◆ **Prompt 1**
According to the article on hypoactive sexual desire disorder, in which edition of the DSM was the condition first included?
◆ **Prompt 2**
Reproduce the passage of the hypoactive sexual desire disorder article between "- Lifelong/generalized: The" and "partnered or solitary.", inclusive, swapping "generalized" for "global".
◆ **Prompt 3**
List the three subtypes of HSDD that men are typically diagnosed with, according to the article on hypoactive sexual desire disorder.

◆ **Reading passage**
⁂

- Other names: Hyposexuality, inhibited sexual desire
- Specialty: Psychiatry, Gynecology, Sexology, Urology

= Hypoactive sexual desire disorder =

Medical condition

Hypoactive sexual desire disorder (HSDD), hyposexuality, or inhibited sexual desire (ISD) is sometimes considered a sexual dysfunction, and is characterized as a lack or absence of sexual fantasies and desire for sexual activity, as judged by a clinician. For this to be regarded as a disorder, it must cause marked distress or interpersonal difficulties and not be better accounted for by another mental disorder, a drug (legal or illegal), or some other medical condition. A person with HSDD will not start, or respond to their partner's desire for, sexual activity. HSDD affects approximately 10% of all pre-menopausal women in the United States, or about 6 million women.

In the DSM-5, HSDD was split into male hypoactive sexual desire disorder and female sexual interest/arousal disorder. It was first included in the DSM-III under the name inhibited sexual desire disorder, but the name was changed in the DSM-III-R. Other terms used to describe the phenomenon include sexual aversion and sexual apathy. More informal or colloquial terms are frigidity and frigidness.

==Causes==
Low sexual desire alone is not equivalent to HSDD because of the requirement in HSDD that the low sexual desire causes marked distress and interpersonal difficulty and because of the requirement that the low desire is not better accounted for by another disorder in the DSM or by a general medical problem. It is therefore difficult to say exactly what causes HSDD. It is easier to describe, instead, some of the causes of low sexual desire.

In men, though there are theoretically more types of HSDD/low sexual desire, typically men are only diagnosed with one of three subtypes.
- Lifelong/generalized: The man has little or no desire for sexual stimulation (with a partner or alone) and never had.
- Acquired/generalized: The man previously had sexual interest in his present partner, but lacks interest in sexual activity, partnered or solitary.
- Acquired/situational: The man was previously sexually interested in his present partner but now lacks sexual interest in this partner but has desire for sexual stimulation (i.e. alone or with someone other than his present partner).

Though it can sometimes be difficult to distinguish between these types, they do not necessarily have the same cause. The cause of lifelong/generalized HSDD is unknown. In the case of acquired/generalized low sexual desire, possible causes include various medical/health problems, psychiatric problems, low levels of testosterone or high levels of prolactin. One theory suggests that sexual desire is controlled by a balance between inhibitory and excitatory factors. This is thought to be expressed via neurotransmitters in selective brain areas. A decrease in sexual desire may therefore be due to an imbalance between neurotransmitters with excitatory activity like dopamine and norepinephrine and neurotransmitters with inhibitory activity, like serotonin. Low sexual desire can also be a side effect of various medications. In the case of acquired/situational HSDD, possible causes include intimacy difficulty, relationship problems, sexual addiction, and chronic illness of the man's partner. The evidence for these is somewhat in question. Some claimed causes of low sexual desire are based on empirical evidence. However, some are based merely on clinical observation. In many cases, the cause of HSDD is simply unknown.

Some factors are believed to be possible causes of HSDD in women. As with men, various medical problems, psychiatric problems (such as mood disorders), or increased amounts of prolactin can cause HSDD. Other hormones are believed to be involved as well. Additionally, factors such as relationship problems or stress are believed to be possible causes of reduced sexual desire in women. According to one recent study examining the affective responses and attentional capture of sexual stimuli in women with and without HSDD, women with HSDD do not appear to have a negative association to sexual stimuli, but rather a weaker positive association than women without HSDD.

⁂

◆ **Available data**
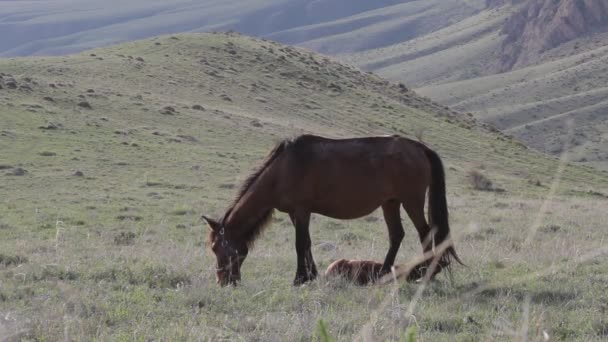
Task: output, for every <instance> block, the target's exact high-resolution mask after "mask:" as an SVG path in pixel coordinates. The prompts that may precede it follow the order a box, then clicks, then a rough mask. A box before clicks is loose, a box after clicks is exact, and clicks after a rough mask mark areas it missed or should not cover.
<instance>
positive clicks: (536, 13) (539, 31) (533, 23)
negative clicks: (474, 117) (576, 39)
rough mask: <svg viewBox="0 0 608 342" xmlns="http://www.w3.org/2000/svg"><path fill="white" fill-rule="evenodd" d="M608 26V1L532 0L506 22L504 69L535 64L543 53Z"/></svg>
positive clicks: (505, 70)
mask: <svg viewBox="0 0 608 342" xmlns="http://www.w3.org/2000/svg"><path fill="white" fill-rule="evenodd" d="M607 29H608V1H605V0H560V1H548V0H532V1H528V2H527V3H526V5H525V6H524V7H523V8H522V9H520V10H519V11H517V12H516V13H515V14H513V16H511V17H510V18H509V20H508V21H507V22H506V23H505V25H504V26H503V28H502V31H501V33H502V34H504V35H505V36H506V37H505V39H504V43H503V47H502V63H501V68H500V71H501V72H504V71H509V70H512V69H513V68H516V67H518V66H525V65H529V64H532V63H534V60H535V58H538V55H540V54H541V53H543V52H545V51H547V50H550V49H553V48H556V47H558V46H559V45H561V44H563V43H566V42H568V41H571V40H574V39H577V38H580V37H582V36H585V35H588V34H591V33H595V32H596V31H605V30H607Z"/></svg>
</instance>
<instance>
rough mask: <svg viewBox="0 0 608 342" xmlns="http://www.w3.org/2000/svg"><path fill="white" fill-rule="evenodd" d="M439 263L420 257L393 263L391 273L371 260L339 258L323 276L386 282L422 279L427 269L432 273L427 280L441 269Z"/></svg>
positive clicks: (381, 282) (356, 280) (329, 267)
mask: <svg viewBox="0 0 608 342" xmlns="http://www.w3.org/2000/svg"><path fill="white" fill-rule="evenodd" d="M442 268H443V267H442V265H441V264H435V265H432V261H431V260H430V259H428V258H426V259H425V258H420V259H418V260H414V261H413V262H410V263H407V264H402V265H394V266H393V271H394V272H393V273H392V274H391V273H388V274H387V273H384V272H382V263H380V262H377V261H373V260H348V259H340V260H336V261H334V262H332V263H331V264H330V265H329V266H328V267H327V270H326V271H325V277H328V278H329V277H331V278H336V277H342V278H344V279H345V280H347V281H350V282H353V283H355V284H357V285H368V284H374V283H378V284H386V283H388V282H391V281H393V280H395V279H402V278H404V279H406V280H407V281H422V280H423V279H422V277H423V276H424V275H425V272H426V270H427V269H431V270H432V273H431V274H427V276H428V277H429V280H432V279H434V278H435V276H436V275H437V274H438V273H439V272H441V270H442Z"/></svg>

⁂

◆ **Problem solution 1**
The DSM-III

◆ **Problem solution 2**
- Lifelong/global: The man has little or no desire for sexual stimulation (with a partner or alone) and never had.
- Acquired/global: The man previously had sexual interest in his present partner, but lacks interest in sexual activity, partnered or solitary.

◆ **Problem solution 3**
- Lifelong/generalized
- Acquired/generalized
- Acquired/situational